*PASSAGE GIVEN*:
-*-*-
Volvo V90: Fallout Removal + Ceramic Coating

Jul
06
2021

A brand new Volvo V90 covered in tree sap that had etched into the soft factory paintwork. Six-stage machine polish, dry sanding on the curved areas, Fireball Dok Do 7-year ceramic coating. Gary talks the customer through the options live -- including the honest "95 percent is good enough for most people" conversation.

A brand new Volvo V90 that had been parked under a tree -- a tree that produces a particularly heavy sap. That sap had not just landed on the car; it had etched its way into the paintwork. New-car paint is soft; it cures and hardens over time, but in those first months it is more vulnerable to acid from decaying organic matter. Combined with the sap itself, what you get is what James calls "spottage" -- a speckled, dimpled surface across all the upright panels.

This video was filmed with the original Fireball Dok Do formula. The current version is Fireball Dok Do Dual Titanium -- reformulated with a titanium compound for improved hardness and deeper gloss.
-*-*-
*DATA EXTRACT*:
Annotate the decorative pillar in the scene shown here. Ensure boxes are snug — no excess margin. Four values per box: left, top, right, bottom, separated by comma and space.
-*-*-
*GIVEN EXERCISE 1*:
Using the Volvo V90 detailing write-up, answer each question below.
(a) Which ceramic coating was applied to the car?
(b) Why is new-car paint more vulnerable in its first months?
(c) What was added to the reformulated version of the coating?
*GIVEN EXERCISE 2*: Write the next paragraph of the Volvo V90 detailing write-up, picking up after its final sentence.

*EXERCISE OUTPUT 1*:
(a) Fireball Dok Do 7-year ceramic coating.
(b) New-car paint is soft and cures and hardens over time, so in its first months it is more vulnerable to acid from decaying organic matter.
(c) A titanium compound.

*EXERCISE OUTPUT 2*:
The Options -- Explained Live

Gary talks through the options with the customer on camera rather than just doing the work without consultation. Three choices: wet-sand the entire car (full flat-and-polish treatment, an extra day's work, approximately £700 on top of what was already agreed); do two more machine polish passes -- six total instead of four -- for around £120 more; or coat it at the current stage and accept the remaining imperfections.

After the six-stage polish, 90 percent of the car looked essentially perfect. A few panels were not quite there -- particularly around the fuel cap area and the worst wing. Those needed dry sanding (sometimes called block sanding, but because the damage was on curved areas, a block could not be used). Gary's offer to the customer: £80 at half price, given the amount already spent. The honest conversation: "I'm afraid I'm ringing you to say more, more -- but I don't want to coat it and then look at it and think, why didn't you address this."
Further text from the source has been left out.